WHAT TO PRODUCE: Find every line in the rows below that contains the word "blue", and copy each one out. Case counts.

Stored data entries
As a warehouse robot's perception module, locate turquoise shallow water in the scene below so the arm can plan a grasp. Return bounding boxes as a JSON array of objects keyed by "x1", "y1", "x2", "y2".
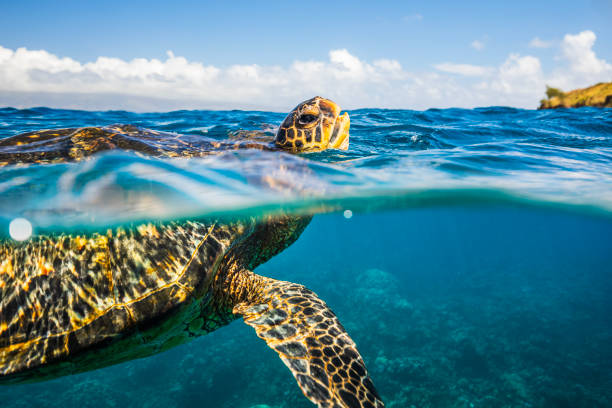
[{"x1": 0, "y1": 107, "x2": 612, "y2": 408}]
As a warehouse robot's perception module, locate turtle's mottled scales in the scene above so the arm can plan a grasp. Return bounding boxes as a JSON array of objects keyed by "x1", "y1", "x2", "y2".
[
  {"x1": 234, "y1": 277, "x2": 382, "y2": 408},
  {"x1": 0, "y1": 97, "x2": 383, "y2": 408},
  {"x1": 0, "y1": 223, "x2": 234, "y2": 374}
]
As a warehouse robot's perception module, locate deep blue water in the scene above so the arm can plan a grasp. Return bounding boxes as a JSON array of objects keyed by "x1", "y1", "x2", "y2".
[{"x1": 0, "y1": 107, "x2": 612, "y2": 408}]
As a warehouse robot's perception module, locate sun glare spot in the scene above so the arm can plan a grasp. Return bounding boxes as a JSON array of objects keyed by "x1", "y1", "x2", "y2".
[{"x1": 9, "y1": 218, "x2": 32, "y2": 241}]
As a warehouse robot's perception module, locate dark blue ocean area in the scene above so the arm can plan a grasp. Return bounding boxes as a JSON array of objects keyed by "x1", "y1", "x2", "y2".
[{"x1": 0, "y1": 107, "x2": 612, "y2": 408}]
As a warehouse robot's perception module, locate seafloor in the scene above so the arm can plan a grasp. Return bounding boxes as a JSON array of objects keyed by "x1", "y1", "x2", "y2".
[{"x1": 0, "y1": 205, "x2": 612, "y2": 408}]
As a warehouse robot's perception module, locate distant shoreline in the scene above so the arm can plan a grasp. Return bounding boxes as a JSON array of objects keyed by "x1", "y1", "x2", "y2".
[{"x1": 538, "y1": 82, "x2": 612, "y2": 109}]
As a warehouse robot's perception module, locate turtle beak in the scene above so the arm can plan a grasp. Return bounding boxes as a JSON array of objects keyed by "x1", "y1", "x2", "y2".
[{"x1": 329, "y1": 112, "x2": 351, "y2": 150}]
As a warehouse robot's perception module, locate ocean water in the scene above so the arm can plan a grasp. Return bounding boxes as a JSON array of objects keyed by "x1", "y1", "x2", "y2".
[{"x1": 0, "y1": 107, "x2": 612, "y2": 408}]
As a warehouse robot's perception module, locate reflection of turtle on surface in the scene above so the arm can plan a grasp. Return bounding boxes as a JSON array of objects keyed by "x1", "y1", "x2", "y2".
[
  {"x1": 0, "y1": 97, "x2": 350, "y2": 166},
  {"x1": 0, "y1": 98, "x2": 383, "y2": 407}
]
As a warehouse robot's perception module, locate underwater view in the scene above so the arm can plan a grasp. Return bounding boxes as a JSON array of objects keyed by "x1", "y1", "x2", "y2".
[{"x1": 0, "y1": 103, "x2": 612, "y2": 408}]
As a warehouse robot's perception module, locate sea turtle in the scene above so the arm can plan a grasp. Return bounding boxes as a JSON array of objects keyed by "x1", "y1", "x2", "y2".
[{"x1": 0, "y1": 97, "x2": 383, "y2": 408}]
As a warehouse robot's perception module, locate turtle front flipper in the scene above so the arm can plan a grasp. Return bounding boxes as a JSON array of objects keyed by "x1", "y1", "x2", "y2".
[{"x1": 233, "y1": 271, "x2": 384, "y2": 408}]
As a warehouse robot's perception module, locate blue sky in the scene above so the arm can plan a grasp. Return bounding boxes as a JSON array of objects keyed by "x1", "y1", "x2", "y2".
[{"x1": 0, "y1": 0, "x2": 612, "y2": 110}]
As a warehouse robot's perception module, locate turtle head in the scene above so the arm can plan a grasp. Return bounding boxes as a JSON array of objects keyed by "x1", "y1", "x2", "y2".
[{"x1": 274, "y1": 96, "x2": 351, "y2": 152}]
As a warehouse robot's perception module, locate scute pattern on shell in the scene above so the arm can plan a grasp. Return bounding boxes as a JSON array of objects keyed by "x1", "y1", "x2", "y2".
[{"x1": 0, "y1": 222, "x2": 244, "y2": 376}]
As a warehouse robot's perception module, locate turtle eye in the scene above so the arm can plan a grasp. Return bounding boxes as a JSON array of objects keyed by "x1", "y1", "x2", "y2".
[{"x1": 298, "y1": 113, "x2": 319, "y2": 125}]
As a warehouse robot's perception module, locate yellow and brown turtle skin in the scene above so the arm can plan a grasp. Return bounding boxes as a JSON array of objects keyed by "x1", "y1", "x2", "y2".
[
  {"x1": 275, "y1": 96, "x2": 351, "y2": 152},
  {"x1": 0, "y1": 98, "x2": 383, "y2": 408},
  {"x1": 0, "y1": 96, "x2": 350, "y2": 167}
]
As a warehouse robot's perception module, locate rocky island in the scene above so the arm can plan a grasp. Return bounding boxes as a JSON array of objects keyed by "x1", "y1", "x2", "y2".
[{"x1": 538, "y1": 82, "x2": 612, "y2": 109}]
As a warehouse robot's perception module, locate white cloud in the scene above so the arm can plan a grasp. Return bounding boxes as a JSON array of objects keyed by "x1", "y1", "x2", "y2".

THE COMPLETED TASK:
As a warehouse robot's perception module, locate deep blue water in the scene above so the arm can plan a grasp. Return bounding boxes as a JSON array of objects keyed by "x1", "y1", "x2", "y2".
As a warehouse robot's perception module, locate dark blue ocean area in the scene above so the arm can plan a grasp. Return bounding boxes as a JSON array of objects keyed by "x1", "y1", "x2", "y2".
As a warehouse robot's perception module, locate blue sky in the scene above so the arm can plan a grasp. Return bounding boxes as a JSON array of objects keyed by "x1", "y1", "x2", "y2".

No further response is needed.